◆ Reading text:
□ □ □ □

Impact Factor 2.323

The 1st most cited journal in Multidisciplinary Psychology

General Commentary ARTICLE

Front. Psychol., 09 June 2017 |

Commentary: Reproducibility in Psychological Science: When Do Psychological Phenomena Exist?

  • Department of Psychology, New Mexico State University, Las Cruces, NM, United States

A commentary on
Reproducibility in Psychological Science: When Do Psychological Phenomena Exist?

by Iso-Ahola, S. E. (2017). Front. Psychol. 8:879. doi: 10.3389/fpsyg.2017.00879

Iso-Ahola (2017) comments about the questionability of reproducibility and of attempting to demonstrate the non-existence of psychological entities. For full disclosure, I was a reviewer. I agree with much of what Iso-Ahola states but nevertheless have some reservations about this well-argued piece. My reservations do not concern ego-depletion, but are more general.

Iso-Ahola correctly indicates the importance of auxiliary assumptions in the disconfirmation of theories. Researchers can blame empirical defeats (the prediction derived from the theory does not work out empirically) on the theory or on auxiliary assumptions. Consequently, an empirical defeat does not necessarily provide a strong case against the theory or existence of a theoretical entity. But Iso-Ahola's strong emphasis on the limitations of negative evidence come at the cost of underestimating the limitations of positive evidence. It is important to bring out that auxiliary assumptions can be used to explain away empirical victories, just like empirical defeats (Trafimow, 2003, 2017). Therefore, empirical victories need not be more definitive than empirical defeats; such judgments should be made on a case-by-case basis.

□ □ □ □

◆ Records provided:
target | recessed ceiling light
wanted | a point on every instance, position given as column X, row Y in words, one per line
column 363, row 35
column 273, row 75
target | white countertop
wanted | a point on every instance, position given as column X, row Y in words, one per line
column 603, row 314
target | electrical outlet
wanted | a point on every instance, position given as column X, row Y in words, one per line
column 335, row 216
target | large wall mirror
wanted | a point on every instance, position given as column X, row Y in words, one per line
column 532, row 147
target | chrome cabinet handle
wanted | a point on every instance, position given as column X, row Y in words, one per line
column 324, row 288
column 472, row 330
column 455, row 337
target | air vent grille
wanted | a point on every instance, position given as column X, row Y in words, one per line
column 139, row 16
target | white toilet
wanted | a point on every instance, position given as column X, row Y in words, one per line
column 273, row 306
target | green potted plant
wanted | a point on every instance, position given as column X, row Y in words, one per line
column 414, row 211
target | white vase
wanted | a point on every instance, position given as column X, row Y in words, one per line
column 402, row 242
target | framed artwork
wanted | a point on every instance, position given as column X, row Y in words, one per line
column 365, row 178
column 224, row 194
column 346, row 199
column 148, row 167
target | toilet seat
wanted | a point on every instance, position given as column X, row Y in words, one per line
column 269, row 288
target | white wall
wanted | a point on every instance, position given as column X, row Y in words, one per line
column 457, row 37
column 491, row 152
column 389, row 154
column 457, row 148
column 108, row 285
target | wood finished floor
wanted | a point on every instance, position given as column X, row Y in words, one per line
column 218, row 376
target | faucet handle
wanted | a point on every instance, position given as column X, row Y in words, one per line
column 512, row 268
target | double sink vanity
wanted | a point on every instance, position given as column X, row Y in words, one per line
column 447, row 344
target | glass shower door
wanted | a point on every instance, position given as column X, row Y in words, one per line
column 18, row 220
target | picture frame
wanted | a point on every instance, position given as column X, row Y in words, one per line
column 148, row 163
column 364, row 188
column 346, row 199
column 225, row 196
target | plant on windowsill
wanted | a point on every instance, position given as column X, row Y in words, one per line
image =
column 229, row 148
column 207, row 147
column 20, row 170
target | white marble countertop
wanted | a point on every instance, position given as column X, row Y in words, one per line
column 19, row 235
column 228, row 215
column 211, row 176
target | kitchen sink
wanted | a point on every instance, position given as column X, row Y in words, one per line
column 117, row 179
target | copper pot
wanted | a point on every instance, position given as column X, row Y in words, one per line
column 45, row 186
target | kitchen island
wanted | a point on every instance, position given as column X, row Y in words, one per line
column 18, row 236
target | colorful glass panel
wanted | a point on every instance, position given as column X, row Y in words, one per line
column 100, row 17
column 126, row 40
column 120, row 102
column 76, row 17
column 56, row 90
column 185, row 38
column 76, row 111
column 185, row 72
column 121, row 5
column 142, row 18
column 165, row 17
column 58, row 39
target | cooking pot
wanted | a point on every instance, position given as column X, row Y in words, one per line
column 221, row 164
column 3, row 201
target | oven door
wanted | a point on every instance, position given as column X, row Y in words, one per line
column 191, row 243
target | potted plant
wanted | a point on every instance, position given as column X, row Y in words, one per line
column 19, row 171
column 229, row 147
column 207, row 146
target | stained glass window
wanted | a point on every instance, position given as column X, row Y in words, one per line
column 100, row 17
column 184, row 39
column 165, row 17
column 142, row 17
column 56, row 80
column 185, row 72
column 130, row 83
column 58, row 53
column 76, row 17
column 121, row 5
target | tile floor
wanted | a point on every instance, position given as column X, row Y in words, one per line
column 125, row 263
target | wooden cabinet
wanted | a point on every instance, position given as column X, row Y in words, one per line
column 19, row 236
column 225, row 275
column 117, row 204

□ □ □ □

◆ List of tasks:
(1) According to the commentary on reproducibility, what role did its author have with respect to Iso-Ahola's piece?
(2) Resume the commentary on reproducibility after its final sentence and continue it.
The records have no connection to the commentary on reproducibility.

◆ Answer list:
(1) The author was a reviewer.

(2)
But if empirical victories do not have a special status over empirical defeats, where does this leave the argument against the importance of empirical defeats? Given the possibility of attributing experimental findings, whether these are empirical victories or empirical defeats; to the conjunction of auxiliary assumptions and the proposed theory, or to the conjunction of auxiliary assumptions and a competing theory (whether it has or has not been stated yet); there is no a priori reason to take empirical victories more seriously than empirical defeats. If one refuses to take empirical defeats seriously, as in the Iso-Ahola scheme, then intellectual completeness and consistency require one not to take empirical victories seriously either. It is problematic to take empirical victories as favoring the existence of psychological constructs, while at the same time refusing to take empirical defeats as disfavoring their existence.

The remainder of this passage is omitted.